Aim of the task: Return the lines from the one that contains "trace: shadow on grass" through the one that contains "POLYGON ((79 40, 63", both included, reproducing each line precisely.

Excerpted records:
<<<<

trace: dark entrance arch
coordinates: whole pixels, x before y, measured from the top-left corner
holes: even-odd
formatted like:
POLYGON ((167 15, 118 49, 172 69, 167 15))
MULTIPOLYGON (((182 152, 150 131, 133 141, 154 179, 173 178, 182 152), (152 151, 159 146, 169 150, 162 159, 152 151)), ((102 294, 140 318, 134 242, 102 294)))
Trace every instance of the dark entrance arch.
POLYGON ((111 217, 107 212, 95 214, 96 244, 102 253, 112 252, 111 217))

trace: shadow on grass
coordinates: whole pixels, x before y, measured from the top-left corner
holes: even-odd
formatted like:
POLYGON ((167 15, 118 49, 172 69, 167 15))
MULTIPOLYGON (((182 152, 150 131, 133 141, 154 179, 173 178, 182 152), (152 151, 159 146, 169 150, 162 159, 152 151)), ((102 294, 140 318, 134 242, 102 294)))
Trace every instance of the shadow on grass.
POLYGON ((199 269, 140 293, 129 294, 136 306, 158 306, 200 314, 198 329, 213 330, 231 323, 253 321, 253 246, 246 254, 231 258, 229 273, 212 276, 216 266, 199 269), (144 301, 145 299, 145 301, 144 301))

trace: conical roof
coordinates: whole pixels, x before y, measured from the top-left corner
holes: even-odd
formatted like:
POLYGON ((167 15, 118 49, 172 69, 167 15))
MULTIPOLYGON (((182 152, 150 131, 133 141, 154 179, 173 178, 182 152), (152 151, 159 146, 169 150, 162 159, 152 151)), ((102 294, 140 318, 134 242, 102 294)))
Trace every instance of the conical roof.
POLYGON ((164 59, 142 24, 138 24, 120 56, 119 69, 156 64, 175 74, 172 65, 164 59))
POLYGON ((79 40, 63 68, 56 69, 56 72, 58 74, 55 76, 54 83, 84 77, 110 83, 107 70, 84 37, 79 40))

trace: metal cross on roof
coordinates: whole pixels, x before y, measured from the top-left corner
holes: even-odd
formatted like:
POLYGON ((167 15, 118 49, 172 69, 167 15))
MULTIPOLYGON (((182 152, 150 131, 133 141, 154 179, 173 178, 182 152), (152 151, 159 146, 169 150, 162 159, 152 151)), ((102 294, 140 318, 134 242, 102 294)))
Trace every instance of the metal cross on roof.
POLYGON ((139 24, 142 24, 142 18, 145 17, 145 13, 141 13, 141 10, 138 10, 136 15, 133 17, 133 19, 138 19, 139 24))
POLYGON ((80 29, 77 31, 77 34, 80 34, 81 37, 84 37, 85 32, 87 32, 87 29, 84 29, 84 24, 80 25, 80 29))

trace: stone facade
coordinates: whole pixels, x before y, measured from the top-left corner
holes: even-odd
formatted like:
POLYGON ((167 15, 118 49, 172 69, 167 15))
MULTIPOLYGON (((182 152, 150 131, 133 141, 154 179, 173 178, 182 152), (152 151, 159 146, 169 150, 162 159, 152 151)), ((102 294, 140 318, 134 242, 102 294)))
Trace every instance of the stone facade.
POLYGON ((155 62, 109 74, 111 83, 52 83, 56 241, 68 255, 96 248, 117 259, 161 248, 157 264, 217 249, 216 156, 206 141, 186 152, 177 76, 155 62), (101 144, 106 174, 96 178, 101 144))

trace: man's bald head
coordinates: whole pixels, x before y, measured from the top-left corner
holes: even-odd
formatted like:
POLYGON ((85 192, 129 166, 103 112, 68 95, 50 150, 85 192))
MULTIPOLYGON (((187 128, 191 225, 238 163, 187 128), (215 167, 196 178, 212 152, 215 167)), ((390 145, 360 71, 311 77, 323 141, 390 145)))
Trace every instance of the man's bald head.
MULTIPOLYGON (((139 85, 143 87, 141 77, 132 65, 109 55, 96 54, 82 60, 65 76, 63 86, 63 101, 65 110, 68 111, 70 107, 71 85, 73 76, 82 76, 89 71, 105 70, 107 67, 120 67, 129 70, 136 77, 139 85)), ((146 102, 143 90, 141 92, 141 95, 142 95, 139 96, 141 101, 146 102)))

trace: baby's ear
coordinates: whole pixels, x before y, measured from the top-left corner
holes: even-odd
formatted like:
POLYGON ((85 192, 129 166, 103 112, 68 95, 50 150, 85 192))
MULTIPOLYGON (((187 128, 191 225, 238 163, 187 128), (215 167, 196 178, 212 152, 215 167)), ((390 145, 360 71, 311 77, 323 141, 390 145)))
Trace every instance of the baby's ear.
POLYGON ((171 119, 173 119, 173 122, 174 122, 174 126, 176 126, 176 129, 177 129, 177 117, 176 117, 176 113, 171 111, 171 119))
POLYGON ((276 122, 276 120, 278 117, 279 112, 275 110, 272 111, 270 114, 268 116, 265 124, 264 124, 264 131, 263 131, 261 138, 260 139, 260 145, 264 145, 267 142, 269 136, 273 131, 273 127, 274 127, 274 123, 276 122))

>>>>

Written answer:
trace: shadow on grass
coordinates: whole pixels, x before y, measured from the top-left corner
holes: even-odd
formatted like:
POLYGON ((167 15, 118 49, 172 69, 167 15))
MULTIPOLYGON (((182 152, 150 131, 133 141, 154 179, 173 178, 182 152), (152 151, 159 146, 169 150, 162 159, 152 151)), ((102 294, 140 318, 134 242, 102 294)))
Trace every instance of the shadow on grass.
POLYGON ((199 269, 140 293, 129 294, 136 306, 158 306, 200 314, 198 329, 213 330, 231 323, 253 321, 253 246, 246 254, 231 258, 229 273, 212 276, 216 266, 199 269), (144 301, 145 299, 145 301, 144 301))

trace: conical roof
coordinates: whole pixels, x before y, measured from the top-left corner
holes: even-odd
formatted like:
POLYGON ((167 15, 118 49, 172 69, 167 15))
MULTIPOLYGON (((182 152, 150 131, 133 141, 154 179, 173 178, 182 152), (152 151, 159 146, 169 150, 162 159, 152 151)), ((102 294, 140 318, 134 242, 102 294)))
Trace every instance of the conical roof.
POLYGON ((164 59, 142 24, 138 24, 120 56, 119 69, 156 64, 175 74, 172 65, 164 59))
POLYGON ((79 40, 63 68, 56 69, 56 72, 58 74, 55 76, 54 83, 84 77, 110 83, 107 70, 84 37, 79 40))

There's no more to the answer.